◆ **Supplied records**
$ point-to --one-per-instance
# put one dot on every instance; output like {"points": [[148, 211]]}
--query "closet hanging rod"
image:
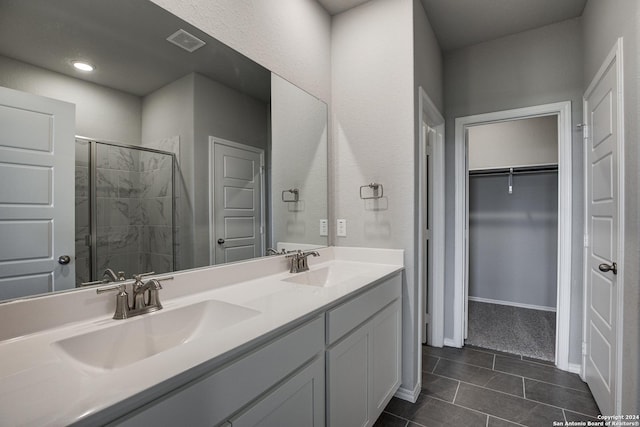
{"points": [[516, 170]]}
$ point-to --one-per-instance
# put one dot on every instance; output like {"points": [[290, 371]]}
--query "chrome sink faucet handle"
{"points": [[138, 295], [302, 261], [294, 260], [122, 300], [152, 302], [299, 261]]}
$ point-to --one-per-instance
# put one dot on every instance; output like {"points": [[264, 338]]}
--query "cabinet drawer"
{"points": [[349, 315], [211, 400]]}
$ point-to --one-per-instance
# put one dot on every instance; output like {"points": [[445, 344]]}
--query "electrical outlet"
{"points": [[324, 227], [342, 228]]}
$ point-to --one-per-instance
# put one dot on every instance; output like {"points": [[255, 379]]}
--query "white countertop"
{"points": [[41, 385]]}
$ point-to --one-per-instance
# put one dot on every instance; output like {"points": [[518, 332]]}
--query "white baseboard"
{"points": [[574, 368], [512, 304], [448, 342], [409, 395]]}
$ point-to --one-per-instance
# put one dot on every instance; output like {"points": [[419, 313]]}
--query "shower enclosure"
{"points": [[125, 209]]}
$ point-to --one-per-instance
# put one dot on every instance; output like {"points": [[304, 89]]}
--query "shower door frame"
{"points": [[93, 199]]}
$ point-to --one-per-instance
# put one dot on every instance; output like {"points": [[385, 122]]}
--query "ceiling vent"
{"points": [[186, 41]]}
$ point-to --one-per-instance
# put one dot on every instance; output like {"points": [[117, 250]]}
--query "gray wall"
{"points": [[603, 23], [101, 113], [427, 61], [513, 238], [374, 140], [166, 113], [194, 108], [298, 160], [514, 143], [531, 68]]}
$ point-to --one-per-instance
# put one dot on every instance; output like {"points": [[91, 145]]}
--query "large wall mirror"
{"points": [[175, 152]]}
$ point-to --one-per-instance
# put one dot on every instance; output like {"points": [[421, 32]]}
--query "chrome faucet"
{"points": [[146, 297], [107, 277], [271, 251], [298, 261], [111, 276]]}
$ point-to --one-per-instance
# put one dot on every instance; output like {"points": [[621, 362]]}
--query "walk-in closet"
{"points": [[513, 236]]}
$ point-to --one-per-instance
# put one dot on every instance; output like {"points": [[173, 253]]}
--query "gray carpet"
{"points": [[530, 333]]}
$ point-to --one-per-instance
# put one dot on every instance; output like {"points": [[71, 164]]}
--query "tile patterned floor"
{"points": [[477, 387]]}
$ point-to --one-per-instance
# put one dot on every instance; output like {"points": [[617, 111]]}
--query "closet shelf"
{"points": [[515, 170]]}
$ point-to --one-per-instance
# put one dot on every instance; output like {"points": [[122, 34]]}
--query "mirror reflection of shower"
{"points": [[125, 209]]}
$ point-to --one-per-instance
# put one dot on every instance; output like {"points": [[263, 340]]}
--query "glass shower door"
{"points": [[133, 215]]}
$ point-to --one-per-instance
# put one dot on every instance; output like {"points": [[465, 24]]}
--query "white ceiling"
{"points": [[125, 40], [460, 23], [335, 7]]}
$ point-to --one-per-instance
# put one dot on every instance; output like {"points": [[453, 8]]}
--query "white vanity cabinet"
{"points": [[339, 369], [364, 355], [285, 374]]}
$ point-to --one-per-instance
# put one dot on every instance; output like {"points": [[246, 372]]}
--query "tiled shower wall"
{"points": [[134, 198], [83, 255]]}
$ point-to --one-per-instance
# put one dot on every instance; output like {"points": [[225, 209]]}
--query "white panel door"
{"points": [[601, 113], [238, 201], [37, 188]]}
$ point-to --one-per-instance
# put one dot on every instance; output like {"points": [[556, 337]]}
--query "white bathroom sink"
{"points": [[327, 276], [131, 340]]}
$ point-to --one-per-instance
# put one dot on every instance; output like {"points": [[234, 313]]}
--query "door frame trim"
{"points": [[215, 140], [615, 55], [434, 119], [563, 111]]}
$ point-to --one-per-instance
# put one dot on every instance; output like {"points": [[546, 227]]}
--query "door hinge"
{"points": [[585, 131]]}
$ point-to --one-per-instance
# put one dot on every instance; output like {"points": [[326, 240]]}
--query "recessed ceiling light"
{"points": [[83, 66]]}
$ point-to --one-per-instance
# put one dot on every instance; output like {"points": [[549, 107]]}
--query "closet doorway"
{"points": [[514, 172], [513, 236]]}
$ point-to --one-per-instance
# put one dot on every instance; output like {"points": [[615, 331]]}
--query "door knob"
{"points": [[613, 267]]}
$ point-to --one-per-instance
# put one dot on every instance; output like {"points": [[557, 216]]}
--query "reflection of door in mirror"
{"points": [[36, 237], [238, 201]]}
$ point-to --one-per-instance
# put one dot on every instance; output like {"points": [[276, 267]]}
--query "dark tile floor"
{"points": [[477, 387]]}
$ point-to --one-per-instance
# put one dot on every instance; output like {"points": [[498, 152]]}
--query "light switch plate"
{"points": [[324, 227]]}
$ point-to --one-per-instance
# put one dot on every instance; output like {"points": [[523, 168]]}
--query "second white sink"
{"points": [[132, 340]]}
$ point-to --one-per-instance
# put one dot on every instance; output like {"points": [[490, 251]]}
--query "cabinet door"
{"points": [[385, 356], [298, 402], [348, 381], [364, 370]]}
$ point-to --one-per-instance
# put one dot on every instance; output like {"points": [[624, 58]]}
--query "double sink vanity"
{"points": [[236, 345]]}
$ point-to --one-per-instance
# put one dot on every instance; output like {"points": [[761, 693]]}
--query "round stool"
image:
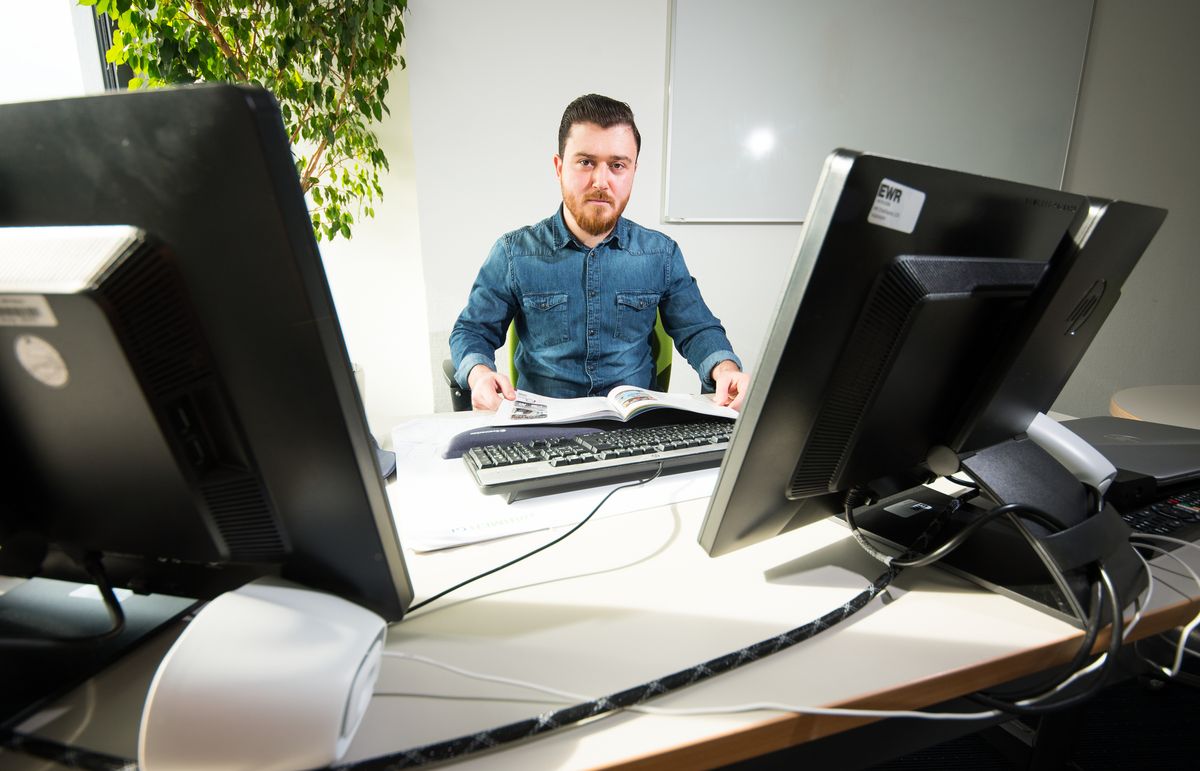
{"points": [[1173, 405]]}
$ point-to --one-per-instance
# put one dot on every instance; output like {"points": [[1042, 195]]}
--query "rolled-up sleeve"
{"points": [[483, 324], [696, 332]]}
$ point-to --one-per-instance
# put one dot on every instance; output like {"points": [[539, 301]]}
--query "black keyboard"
{"points": [[1176, 515], [570, 462]]}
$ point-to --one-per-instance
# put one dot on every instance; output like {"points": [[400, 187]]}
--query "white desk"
{"points": [[633, 597]]}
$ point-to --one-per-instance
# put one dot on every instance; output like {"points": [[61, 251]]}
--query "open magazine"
{"points": [[621, 404]]}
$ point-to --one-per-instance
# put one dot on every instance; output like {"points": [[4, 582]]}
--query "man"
{"points": [[585, 285]]}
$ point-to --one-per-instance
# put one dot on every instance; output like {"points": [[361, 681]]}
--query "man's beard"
{"points": [[594, 220]]}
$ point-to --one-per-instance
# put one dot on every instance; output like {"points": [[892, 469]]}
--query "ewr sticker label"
{"points": [[897, 207], [25, 310]]}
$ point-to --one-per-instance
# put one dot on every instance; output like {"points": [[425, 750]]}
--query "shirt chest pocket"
{"points": [[545, 317], [636, 312]]}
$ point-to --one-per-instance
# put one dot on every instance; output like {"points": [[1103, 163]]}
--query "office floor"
{"points": [[1134, 724]]}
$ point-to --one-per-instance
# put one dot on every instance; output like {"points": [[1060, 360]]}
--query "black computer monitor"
{"points": [[930, 315], [177, 396]]}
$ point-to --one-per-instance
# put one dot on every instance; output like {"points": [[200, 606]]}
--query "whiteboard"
{"points": [[762, 90]]}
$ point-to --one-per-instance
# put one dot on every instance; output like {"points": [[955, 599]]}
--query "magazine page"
{"points": [[533, 408], [630, 400]]}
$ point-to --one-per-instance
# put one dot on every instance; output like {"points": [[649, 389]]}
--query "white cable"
{"points": [[696, 711]]}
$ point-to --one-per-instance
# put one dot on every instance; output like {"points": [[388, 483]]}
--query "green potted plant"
{"points": [[327, 61]]}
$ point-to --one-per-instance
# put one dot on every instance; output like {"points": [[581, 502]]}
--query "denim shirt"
{"points": [[583, 316]]}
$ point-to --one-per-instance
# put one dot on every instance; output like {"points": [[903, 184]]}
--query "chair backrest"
{"points": [[661, 352]]}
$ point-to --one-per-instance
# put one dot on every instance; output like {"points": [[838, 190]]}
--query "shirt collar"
{"points": [[563, 235]]}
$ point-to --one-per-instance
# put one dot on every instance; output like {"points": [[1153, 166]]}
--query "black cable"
{"points": [[493, 737], [95, 568], [1092, 623], [583, 521], [1023, 509], [1098, 680]]}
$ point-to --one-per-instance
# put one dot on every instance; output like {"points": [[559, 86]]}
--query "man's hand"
{"points": [[731, 384], [487, 387]]}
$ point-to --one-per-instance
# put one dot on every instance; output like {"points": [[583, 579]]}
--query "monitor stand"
{"points": [[999, 556], [42, 608]]}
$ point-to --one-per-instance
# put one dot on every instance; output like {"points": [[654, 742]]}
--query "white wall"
{"points": [[378, 285], [490, 82], [55, 60], [1135, 138], [489, 85]]}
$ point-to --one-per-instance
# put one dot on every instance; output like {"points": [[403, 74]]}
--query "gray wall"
{"points": [[1135, 138], [489, 83]]}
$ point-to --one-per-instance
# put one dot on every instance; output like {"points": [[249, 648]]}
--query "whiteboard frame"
{"points": [[670, 118]]}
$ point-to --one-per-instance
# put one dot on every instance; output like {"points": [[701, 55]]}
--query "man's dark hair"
{"points": [[601, 111]]}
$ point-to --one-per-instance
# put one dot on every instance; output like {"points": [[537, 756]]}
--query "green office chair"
{"points": [[661, 352]]}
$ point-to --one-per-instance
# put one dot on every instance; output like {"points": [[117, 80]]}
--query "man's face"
{"points": [[597, 175]]}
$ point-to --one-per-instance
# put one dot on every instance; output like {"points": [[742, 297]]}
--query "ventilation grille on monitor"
{"points": [[157, 333], [244, 517], [154, 317], [879, 328]]}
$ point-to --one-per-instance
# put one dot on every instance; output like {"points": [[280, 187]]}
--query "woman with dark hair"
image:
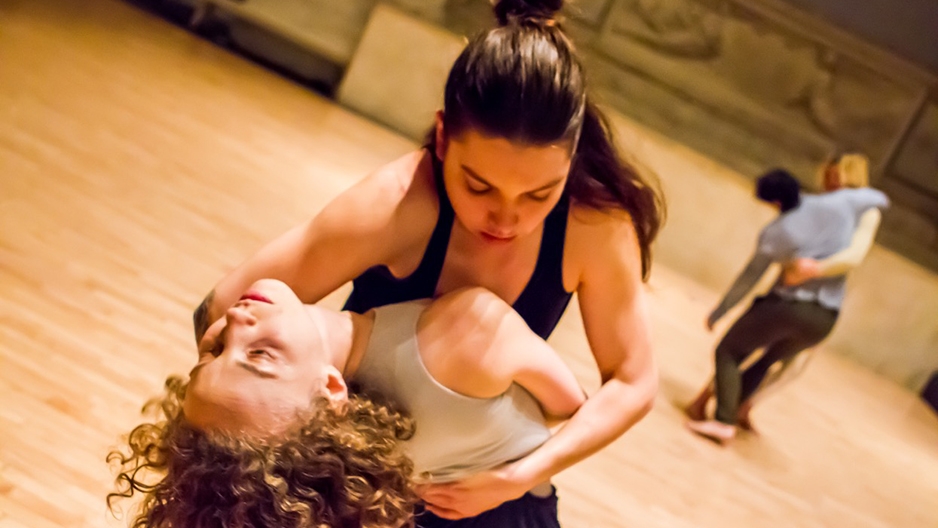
{"points": [[520, 190], [265, 432]]}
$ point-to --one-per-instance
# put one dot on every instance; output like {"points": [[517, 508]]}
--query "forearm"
{"points": [[605, 416]]}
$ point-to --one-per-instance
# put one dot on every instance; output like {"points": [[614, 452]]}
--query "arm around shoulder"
{"points": [[357, 230]]}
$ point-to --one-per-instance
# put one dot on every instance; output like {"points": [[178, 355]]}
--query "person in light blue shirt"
{"points": [[790, 318]]}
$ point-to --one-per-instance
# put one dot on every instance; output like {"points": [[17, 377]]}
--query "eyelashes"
{"points": [[530, 196]]}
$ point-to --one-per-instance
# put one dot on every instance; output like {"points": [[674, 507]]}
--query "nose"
{"points": [[239, 314]]}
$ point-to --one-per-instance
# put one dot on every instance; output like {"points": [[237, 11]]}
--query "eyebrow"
{"points": [[256, 371], [475, 175]]}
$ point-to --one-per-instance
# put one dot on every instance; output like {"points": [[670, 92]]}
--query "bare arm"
{"points": [[489, 347], [611, 297], [361, 228], [615, 317], [842, 262]]}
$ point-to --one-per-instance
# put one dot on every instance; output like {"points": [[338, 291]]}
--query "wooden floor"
{"points": [[138, 164]]}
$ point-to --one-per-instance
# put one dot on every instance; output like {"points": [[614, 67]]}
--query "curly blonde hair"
{"points": [[333, 468]]}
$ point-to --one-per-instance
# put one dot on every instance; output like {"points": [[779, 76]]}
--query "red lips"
{"points": [[254, 296]]}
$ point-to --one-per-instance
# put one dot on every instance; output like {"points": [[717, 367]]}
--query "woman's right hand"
{"points": [[800, 271]]}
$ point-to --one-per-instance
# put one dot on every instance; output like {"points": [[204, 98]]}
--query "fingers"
{"points": [[443, 513]]}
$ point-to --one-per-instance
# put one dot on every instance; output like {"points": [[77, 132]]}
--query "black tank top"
{"points": [[541, 303]]}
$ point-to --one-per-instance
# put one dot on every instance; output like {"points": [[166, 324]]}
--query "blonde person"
{"points": [[789, 319], [265, 432], [847, 171]]}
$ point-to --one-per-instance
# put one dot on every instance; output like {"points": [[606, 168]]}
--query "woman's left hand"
{"points": [[473, 495]]}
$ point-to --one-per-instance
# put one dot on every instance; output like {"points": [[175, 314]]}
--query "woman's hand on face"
{"points": [[473, 495], [800, 271]]}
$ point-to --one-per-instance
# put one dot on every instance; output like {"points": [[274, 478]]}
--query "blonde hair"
{"points": [[853, 170], [334, 468]]}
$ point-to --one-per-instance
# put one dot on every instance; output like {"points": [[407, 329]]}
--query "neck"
{"points": [[344, 336]]}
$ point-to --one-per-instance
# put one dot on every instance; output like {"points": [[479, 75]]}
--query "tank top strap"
{"points": [[544, 298], [432, 263]]}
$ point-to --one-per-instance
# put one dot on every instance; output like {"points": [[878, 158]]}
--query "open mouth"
{"points": [[254, 296], [493, 238]]}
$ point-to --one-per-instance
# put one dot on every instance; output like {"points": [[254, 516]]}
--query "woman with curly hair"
{"points": [[520, 189], [265, 432]]}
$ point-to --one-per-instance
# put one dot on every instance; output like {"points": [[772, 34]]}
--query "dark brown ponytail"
{"points": [[522, 81]]}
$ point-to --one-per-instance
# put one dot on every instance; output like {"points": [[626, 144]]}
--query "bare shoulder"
{"points": [[393, 203], [468, 311], [463, 338], [595, 236]]}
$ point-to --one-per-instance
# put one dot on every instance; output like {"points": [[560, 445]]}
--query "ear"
{"points": [[335, 388], [440, 136]]}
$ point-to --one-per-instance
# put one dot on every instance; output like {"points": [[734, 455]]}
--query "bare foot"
{"points": [[718, 431], [742, 418], [697, 409]]}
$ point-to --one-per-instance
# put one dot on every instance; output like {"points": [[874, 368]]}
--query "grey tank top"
{"points": [[456, 435]]}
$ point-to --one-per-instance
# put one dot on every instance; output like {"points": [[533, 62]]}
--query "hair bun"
{"points": [[520, 10]]}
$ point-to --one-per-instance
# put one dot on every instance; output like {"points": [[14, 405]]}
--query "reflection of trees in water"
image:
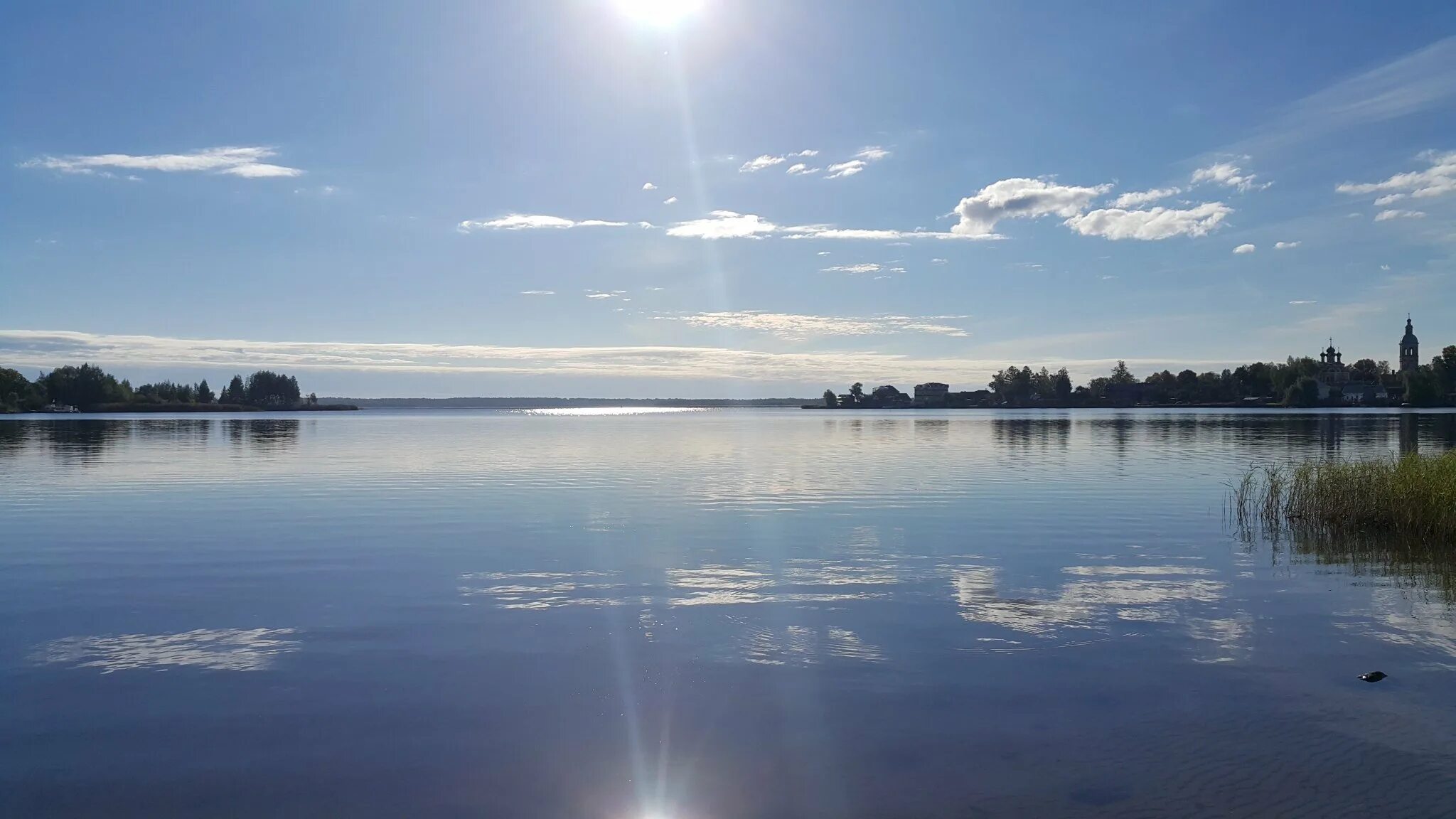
{"points": [[262, 433], [77, 439], [1021, 434]]}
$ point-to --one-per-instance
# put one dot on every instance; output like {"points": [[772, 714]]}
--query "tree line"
{"points": [[1292, 382], [87, 387]]}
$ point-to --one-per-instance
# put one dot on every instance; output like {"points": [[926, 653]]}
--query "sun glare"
{"points": [[661, 14]]}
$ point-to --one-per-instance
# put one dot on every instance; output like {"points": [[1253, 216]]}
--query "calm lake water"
{"points": [[704, 616]]}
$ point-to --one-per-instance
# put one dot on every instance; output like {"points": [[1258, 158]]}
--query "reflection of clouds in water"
{"points": [[1231, 637], [803, 646], [229, 649], [548, 589], [1132, 594], [1403, 620], [732, 585]]}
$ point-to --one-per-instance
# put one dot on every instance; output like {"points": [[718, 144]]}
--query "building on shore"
{"points": [[1410, 348], [931, 394]]}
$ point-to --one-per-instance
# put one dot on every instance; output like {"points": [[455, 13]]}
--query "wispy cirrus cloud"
{"points": [[855, 164], [535, 222], [769, 161], [798, 326], [1438, 180], [247, 162], [1389, 215], [732, 225], [1229, 176]]}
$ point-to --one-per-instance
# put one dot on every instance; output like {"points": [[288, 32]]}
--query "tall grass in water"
{"points": [[1413, 496]]}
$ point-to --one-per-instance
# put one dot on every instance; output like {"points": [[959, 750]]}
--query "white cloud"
{"points": [[1019, 198], [247, 162], [1229, 176], [1389, 215], [1150, 225], [730, 225], [1435, 181], [535, 222], [724, 225], [840, 169], [1139, 198], [857, 164], [759, 164], [797, 326]]}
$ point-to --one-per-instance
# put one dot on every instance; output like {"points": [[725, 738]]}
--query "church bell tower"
{"points": [[1410, 348]]}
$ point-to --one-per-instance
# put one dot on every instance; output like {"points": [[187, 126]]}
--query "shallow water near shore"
{"points": [[704, 614]]}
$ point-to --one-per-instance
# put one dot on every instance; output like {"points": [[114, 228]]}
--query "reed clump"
{"points": [[1411, 496]]}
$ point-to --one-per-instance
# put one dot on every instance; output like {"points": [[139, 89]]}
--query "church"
{"points": [[1334, 375]]}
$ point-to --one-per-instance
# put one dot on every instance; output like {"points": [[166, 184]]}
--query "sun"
{"points": [[661, 14]]}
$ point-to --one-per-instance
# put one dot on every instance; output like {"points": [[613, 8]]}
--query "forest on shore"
{"points": [[92, 390]]}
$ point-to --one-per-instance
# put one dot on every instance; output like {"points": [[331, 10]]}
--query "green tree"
{"points": [[1421, 388], [1305, 392], [82, 387], [1062, 385], [1121, 375]]}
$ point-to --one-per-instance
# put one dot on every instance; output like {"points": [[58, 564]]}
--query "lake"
{"points": [[632, 614]]}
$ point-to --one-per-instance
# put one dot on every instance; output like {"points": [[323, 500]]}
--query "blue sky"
{"points": [[764, 198]]}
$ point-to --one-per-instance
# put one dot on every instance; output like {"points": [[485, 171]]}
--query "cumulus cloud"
{"points": [[1229, 176], [1021, 198], [1389, 215], [797, 326], [730, 225], [1439, 178], [1139, 198], [761, 162], [1150, 225], [535, 222], [724, 225], [247, 162]]}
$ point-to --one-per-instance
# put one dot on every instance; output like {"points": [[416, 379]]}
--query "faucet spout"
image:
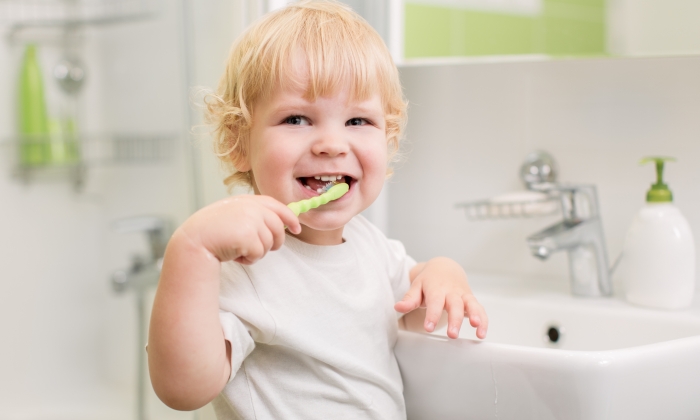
{"points": [[582, 238]]}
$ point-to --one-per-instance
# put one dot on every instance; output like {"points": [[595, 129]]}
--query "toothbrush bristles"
{"points": [[328, 186]]}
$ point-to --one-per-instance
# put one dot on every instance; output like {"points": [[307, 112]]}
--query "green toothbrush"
{"points": [[334, 192]]}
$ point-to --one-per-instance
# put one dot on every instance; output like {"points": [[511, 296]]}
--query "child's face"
{"points": [[292, 141]]}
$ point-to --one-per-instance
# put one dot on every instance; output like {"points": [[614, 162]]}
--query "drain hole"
{"points": [[553, 334]]}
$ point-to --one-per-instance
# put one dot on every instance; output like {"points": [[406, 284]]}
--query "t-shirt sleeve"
{"points": [[243, 319], [236, 333], [400, 264]]}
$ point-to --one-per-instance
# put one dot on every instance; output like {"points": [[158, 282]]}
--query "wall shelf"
{"points": [[43, 13], [86, 151]]}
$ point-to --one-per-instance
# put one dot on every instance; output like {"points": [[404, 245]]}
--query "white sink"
{"points": [[611, 360]]}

◆ **Request**
Pull out every line in the listing above that contains the word "woman".

◆ **Result for this exercise**
--query "woman with dark hair"
--query "woman's right hand"
--query "woman's left hand"
--query "woman's hand on face"
--query "woman with curly hair"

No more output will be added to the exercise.